** Start **

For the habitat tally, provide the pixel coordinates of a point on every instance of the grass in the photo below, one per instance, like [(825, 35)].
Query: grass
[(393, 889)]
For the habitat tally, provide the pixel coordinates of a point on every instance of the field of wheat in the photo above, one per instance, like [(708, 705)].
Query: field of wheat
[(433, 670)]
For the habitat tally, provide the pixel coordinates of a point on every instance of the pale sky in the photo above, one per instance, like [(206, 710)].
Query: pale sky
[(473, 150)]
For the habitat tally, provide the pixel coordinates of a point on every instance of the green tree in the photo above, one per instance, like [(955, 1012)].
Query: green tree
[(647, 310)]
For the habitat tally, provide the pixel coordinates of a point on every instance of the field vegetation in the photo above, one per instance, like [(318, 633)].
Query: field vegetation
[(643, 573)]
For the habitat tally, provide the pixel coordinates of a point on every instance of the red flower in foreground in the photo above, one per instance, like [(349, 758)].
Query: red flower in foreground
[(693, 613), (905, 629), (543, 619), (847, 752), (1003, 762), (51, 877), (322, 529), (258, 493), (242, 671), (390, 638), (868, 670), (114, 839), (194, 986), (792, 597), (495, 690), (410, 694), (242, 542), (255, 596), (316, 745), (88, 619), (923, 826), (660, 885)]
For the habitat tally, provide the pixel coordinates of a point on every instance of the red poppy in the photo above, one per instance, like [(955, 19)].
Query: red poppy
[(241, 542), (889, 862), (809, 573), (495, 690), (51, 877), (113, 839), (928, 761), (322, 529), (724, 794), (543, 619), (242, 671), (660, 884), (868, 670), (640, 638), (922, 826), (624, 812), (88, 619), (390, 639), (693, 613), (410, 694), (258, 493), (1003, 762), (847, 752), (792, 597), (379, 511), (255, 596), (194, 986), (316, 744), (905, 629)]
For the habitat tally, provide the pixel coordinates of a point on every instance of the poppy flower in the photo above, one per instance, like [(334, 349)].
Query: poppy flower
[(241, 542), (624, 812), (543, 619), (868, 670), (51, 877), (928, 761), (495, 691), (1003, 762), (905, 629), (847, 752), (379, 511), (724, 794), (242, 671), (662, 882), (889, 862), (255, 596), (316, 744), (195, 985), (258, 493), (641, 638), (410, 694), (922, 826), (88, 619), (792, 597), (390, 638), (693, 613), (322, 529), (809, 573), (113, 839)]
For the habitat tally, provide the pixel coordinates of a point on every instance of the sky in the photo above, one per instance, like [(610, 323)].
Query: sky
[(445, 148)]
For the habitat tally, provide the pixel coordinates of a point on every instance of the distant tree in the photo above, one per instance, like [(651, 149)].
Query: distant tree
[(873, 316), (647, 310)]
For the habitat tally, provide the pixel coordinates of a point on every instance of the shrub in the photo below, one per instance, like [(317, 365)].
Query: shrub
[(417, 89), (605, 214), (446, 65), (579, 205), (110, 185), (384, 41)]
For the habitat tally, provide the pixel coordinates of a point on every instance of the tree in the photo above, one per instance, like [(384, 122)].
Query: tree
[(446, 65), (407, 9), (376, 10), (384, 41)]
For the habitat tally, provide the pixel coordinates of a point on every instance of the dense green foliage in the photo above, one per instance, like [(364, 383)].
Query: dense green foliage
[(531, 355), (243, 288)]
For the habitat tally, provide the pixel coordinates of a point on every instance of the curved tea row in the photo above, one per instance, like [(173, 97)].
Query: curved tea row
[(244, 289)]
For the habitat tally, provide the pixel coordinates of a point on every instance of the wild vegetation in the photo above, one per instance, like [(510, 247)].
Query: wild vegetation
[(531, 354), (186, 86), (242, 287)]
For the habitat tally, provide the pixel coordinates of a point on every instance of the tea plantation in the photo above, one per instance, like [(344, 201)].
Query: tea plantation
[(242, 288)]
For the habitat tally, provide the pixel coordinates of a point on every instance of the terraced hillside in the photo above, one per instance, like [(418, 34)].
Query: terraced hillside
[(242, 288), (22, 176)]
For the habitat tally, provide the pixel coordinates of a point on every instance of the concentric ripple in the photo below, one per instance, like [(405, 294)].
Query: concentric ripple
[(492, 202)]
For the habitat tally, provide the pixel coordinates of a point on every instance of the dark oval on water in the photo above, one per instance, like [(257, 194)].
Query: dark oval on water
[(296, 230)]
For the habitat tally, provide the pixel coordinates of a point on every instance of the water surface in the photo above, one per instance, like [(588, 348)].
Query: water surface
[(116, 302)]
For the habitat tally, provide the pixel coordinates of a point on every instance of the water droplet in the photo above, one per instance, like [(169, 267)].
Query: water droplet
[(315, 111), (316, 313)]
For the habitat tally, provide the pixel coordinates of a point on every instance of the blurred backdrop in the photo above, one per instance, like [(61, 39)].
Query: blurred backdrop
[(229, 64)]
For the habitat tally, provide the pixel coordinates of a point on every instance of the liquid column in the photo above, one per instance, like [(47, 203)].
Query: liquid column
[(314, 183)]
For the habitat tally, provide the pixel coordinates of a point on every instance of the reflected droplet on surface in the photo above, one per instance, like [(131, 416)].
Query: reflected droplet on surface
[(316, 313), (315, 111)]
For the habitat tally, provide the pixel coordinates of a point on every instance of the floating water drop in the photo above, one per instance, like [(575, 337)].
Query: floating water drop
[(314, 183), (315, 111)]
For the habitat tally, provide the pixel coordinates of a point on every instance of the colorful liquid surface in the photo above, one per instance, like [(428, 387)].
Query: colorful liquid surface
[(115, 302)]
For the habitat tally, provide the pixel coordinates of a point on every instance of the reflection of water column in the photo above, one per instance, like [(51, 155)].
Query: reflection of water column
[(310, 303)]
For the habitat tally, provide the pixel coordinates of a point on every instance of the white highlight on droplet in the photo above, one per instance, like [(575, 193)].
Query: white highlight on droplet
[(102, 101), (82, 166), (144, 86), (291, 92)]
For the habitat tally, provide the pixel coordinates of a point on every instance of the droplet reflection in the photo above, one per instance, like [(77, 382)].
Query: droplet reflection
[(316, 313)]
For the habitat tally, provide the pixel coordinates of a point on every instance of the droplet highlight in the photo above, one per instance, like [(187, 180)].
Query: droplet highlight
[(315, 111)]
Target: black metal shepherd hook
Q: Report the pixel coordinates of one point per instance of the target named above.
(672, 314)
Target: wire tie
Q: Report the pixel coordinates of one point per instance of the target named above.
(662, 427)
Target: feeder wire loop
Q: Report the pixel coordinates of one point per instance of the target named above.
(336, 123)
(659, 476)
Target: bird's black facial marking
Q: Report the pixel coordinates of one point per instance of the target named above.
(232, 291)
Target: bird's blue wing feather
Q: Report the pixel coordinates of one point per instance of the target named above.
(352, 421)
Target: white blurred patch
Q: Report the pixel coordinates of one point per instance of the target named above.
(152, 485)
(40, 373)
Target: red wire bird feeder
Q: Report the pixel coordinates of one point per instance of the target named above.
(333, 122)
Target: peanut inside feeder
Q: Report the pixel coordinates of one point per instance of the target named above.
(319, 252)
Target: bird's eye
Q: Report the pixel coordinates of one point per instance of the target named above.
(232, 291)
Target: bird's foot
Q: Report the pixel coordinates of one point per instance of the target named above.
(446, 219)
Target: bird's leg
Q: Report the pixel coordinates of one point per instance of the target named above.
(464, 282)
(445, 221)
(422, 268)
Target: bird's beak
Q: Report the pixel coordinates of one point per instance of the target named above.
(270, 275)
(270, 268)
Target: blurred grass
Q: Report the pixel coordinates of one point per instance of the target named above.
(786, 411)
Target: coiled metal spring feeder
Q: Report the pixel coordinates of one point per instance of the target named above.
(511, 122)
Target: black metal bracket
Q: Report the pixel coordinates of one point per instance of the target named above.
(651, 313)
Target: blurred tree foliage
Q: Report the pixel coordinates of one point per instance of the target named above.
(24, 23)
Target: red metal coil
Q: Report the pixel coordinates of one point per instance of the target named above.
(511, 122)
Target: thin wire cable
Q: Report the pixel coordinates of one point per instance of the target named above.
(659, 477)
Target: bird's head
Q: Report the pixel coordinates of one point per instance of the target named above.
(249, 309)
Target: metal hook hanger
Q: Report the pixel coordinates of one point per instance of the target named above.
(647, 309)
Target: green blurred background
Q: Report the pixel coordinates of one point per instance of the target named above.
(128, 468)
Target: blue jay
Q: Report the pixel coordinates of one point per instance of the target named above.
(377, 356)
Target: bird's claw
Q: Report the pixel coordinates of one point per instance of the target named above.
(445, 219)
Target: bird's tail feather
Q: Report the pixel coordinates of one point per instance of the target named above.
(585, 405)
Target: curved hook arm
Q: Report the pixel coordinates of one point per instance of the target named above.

** End **

* EXERCISE:
Please format the listing above, from its first line through the line containing "[(643, 573)]", as a JSON list of strings with one string per line and blank lines omitted.

* ANSWER TO THE TASK:
[
  "For the habitat tally, provide the pixel coordinates of a point on every instance of the grass in the photo below, one per instance, like [(825, 35)].",
  "Query: grass",
  "[(393, 889)]",
  "For the habitat tally, provide the pixel coordinates of a point on every instance of the field of wheat in the photo above, one per instance, like [(708, 705)].",
  "Query: field of wheat",
  "[(433, 670)]",
  "For the habitat tally, provide the pixel coordinates of a point on every instance of the pale sky in the photo above, one per instance, like [(206, 710)].",
  "Query: pale sky",
  "[(473, 150)]",
  "For the habitat tally, provide the pixel coordinates of a point on every instance of the green tree in the photo above, one per instance, like [(955, 1012)].",
  "Query: green tree",
  "[(647, 310)]",
  "For the habitat tally, provide the pixel coordinates of a point on every instance of the field vegetation in the photo above, one per instance, like [(318, 633)].",
  "Query: field vegetation",
  "[(643, 573)]"
]